Extract provided

Ugh.  Is there a spec that details what's actually going on here?
"Remapping" doesn't describe much other than to say "something magic
is happening here."

I'm guessing this is related to these:

  bfa9cb3e110c ("ahci-remap.h: add ahci remapping definitions")
  aecec8b60422 ("ahci: warn about remapped NVMe devices")

This driver makes a lot of assumptions about how this works, e.g.,
apparently there's an AHCI BAR that covers "hidden devices" plus some
other stuff of some magic size, whatever is special about device 0,
etc, but I don't see the source of those assumptions.

Why can't we use the device in "RAID" or "Intel RST Premium With Intel
Optane System Acceleration" mode?  Why doesn't Intel make a Linux
driver that works in that mode?

What do users see in that mode, i.e., how would they recognize that
they need this patch?

I'm not really keen on the precedent this sets about pretending things
are PCI when they're not.  This seems like a bit of a kludge that
might happen to work now but could easily break in the future because
it's not based on any spec we can rely on.  Plus it makes future PCI
maintenance harder because we have to worry about how these differ
from real PCI devices.

> Add support for the remapped NVMe mode by creating a virtual PCI bus,
> where the AHCI and NVMe devices are presented separately, allowing the
> ahci and nvme drivers to bind in the normal way.
> 
> Unfortunately the NVMe device configuration space is inaccesible under
> this scheme, so we provide a fake one, and hope that no DeviceID-based
> quirks are needed. The interrupt is shared between the AHCI and NVMe
> devices.
> 
> The existing ahci driver is modified to not claim devices where remapped
> NVMe devices are present, allowing this new driver to step in.
> 
> The details of the remapping scheme came from patches previously
> posted by Dan Williams and the resulting discussion.

Maybe these details answer some of my questions.  Please include the
URL (in addition to addressing the questions in the commit log).

> Signed-off-by: Daniel Drake <drake@endlessm.com>
> ---
>  drivers/ata/ahci.c                        |  25 +-
>  drivers/pci/controller/Kconfig            |  16 +
>  drivers/pci/controller/Makefile           |   1 +
>  drivers/pci/controller/intel-nvme-remap.c | 461 ++++++++++++++++++++++
>  4 files changed, 493 insertions(+), 10 deletions(-)
>  create mode 100644 drivers/pci/controller/intel-nvme-remap.c
> 
> diff --git a/drivers/ata/ahci.c b/drivers/ata/ahci.c
> index f7652baa6337..75c5733cbae9 100644
> --- a/drivers/ata/ahci.c
> +++ b/drivers/ata/ahci.c
> @@ -1499,7 +1499,7 @@ static irqreturn_t ahci_thunderx_irq_handler(int irq, void *dev_instance)

Excerpts of bounding box data:
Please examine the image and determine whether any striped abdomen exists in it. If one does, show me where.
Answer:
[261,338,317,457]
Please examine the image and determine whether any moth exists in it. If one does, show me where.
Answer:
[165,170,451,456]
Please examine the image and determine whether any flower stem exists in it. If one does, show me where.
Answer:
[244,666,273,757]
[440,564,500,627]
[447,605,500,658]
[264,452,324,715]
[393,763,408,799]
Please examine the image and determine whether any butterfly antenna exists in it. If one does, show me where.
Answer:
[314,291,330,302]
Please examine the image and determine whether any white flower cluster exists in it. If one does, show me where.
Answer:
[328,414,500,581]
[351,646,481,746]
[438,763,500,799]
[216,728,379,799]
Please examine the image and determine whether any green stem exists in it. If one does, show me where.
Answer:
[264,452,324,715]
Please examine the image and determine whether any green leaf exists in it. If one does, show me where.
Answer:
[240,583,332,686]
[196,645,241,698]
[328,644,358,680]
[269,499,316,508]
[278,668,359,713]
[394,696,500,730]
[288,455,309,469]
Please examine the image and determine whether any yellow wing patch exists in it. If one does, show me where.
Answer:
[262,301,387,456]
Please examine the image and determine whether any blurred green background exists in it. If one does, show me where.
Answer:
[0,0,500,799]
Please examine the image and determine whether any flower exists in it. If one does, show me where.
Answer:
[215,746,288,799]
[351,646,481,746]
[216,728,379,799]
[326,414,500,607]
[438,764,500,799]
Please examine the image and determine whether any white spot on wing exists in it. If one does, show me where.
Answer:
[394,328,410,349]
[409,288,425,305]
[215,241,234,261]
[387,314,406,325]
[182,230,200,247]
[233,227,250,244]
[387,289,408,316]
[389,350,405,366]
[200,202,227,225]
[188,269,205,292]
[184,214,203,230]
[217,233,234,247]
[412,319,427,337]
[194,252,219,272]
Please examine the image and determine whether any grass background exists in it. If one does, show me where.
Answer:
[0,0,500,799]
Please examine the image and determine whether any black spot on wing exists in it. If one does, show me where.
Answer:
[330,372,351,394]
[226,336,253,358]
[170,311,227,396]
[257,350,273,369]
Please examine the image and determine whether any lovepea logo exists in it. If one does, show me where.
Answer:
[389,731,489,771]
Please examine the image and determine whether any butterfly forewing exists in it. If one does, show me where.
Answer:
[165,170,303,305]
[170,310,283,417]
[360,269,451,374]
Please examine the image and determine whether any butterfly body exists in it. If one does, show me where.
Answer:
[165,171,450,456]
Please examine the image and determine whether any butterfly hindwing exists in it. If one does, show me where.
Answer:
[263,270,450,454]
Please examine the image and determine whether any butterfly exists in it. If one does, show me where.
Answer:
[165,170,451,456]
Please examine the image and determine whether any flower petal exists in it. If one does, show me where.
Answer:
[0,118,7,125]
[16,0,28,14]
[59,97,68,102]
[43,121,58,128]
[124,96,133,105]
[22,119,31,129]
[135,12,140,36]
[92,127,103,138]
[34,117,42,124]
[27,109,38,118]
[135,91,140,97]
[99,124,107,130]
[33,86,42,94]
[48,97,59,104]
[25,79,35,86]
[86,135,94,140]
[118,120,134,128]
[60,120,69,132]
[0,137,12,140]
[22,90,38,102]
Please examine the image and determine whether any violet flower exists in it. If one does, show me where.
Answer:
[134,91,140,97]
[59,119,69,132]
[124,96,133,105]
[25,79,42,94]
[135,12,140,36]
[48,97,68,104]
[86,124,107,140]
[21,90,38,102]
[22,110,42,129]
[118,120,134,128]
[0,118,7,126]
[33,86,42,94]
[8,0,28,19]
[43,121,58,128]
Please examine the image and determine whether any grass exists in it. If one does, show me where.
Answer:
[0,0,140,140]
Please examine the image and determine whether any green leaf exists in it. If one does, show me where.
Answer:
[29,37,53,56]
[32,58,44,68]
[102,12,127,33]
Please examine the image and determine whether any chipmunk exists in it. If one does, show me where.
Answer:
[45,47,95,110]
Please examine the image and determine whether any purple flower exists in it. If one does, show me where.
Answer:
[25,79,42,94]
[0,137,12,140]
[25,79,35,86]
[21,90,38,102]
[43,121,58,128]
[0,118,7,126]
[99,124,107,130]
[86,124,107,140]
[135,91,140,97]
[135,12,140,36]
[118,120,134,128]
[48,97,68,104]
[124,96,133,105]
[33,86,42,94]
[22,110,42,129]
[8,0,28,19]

Set tasks
**a)** List every file that the diffstat in the patch review reports as changed.
**b)** Set down the bounding box rows from their first line through the line holding "[438,764,500,799]", inclusive.

Final answers
**a)**
drivers/ata/ahci.c
drivers/pci/controller/Kconfig
drivers/pci/controller/Makefile
drivers/pci/controller/intel-nvme-remap.c

**b)**
Please examine the image and determine whether any striped abdomen exists in it. If one does, show me where.
Answer:
[261,338,317,457]
Please examine the image and determine whether any moth exists in it. If one does, show me where.
Answer:
[165,170,451,456]
Please examine the image and determine whether any flower stem exists in it. If one does, show me where.
Answer:
[244,666,273,757]
[440,564,500,627]
[447,605,500,658]
[264,452,324,715]
[393,763,408,799]
Please examine the image and determine whether any butterfly antenna exists in it. If one does, show me where.
Answer:
[314,291,330,302]
Please examine the image and determine whether any white flower cluster exists in it. If one does, show me where.
Answer:
[328,414,500,581]
[351,646,481,746]
[438,763,500,799]
[216,728,379,799]
Please examine the image and determine whether any green stem exists in it. If one does, show me where.
Answer:
[264,452,324,715]
Please examine the image and determine whether any green leaf exists in it. If one does, show me where.
Answer:
[240,583,332,686]
[196,645,241,698]
[328,644,358,680]
[269,499,316,508]
[278,668,359,713]
[394,696,500,730]
[288,455,309,469]
Please examine the image and determine whether any yellow wing patch exists in it. If one does, show me where.
Answer:
[262,301,387,456]
Please examine the image and determine whether any blurred green background exists in it. If one does, show me where.
Answer:
[0,0,500,799]
Please examine the image and determine whether any flower exists in it. If one does, show me where.
Answer:
[215,746,288,799]
[351,646,481,746]
[216,728,379,799]
[326,414,500,607]
[438,764,500,799]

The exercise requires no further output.